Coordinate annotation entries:
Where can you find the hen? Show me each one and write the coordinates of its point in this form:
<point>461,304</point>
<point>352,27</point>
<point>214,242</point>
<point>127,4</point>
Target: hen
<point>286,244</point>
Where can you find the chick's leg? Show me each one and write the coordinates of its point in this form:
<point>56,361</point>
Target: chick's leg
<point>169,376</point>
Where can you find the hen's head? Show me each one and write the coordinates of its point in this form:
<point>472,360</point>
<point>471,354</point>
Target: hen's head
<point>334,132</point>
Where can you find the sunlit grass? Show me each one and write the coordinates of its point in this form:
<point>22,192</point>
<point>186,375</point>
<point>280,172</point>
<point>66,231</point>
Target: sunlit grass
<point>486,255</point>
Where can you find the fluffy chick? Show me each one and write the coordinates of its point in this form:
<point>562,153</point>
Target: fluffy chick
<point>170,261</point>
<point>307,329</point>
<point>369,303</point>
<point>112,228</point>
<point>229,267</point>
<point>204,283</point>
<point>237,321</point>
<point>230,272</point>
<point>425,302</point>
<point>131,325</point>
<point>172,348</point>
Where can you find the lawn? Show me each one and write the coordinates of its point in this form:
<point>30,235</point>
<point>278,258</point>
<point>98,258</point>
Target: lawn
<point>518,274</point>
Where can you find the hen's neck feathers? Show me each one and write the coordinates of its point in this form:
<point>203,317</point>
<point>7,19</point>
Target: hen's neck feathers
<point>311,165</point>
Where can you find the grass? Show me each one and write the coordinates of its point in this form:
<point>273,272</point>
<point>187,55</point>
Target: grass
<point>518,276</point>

==

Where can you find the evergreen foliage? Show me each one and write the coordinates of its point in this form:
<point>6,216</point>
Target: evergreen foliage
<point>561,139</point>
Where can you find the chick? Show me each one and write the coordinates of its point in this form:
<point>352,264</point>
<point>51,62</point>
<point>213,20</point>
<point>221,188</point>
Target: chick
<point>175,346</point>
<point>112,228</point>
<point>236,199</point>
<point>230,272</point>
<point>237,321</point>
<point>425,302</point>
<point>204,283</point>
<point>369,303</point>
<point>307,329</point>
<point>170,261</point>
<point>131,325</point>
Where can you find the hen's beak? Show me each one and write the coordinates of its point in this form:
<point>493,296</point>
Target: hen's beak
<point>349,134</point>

**The problem**
Reproduce the lines above word for word, everything from the line containing "Where can you find the evergreen" down to the line containing "<point>349,134</point>", with both of those lines included.

**Answer to this task**
Where can you find the evergreen foliage? Show me each one and write the coordinates of its point in this form:
<point>6,216</point>
Target: evergreen foliage
<point>561,139</point>
Where can you find the chick? Show me each one and write the coordinates of its point in this form:
<point>352,264</point>
<point>51,62</point>
<point>213,20</point>
<point>221,188</point>
Target: chick
<point>175,346</point>
<point>112,228</point>
<point>236,199</point>
<point>230,272</point>
<point>237,321</point>
<point>425,302</point>
<point>204,283</point>
<point>369,303</point>
<point>307,329</point>
<point>170,261</point>
<point>131,325</point>
Where can you find the hen's beak? Show me each one and write the coordinates of its point in this form:
<point>493,296</point>
Target: hen's beak
<point>349,134</point>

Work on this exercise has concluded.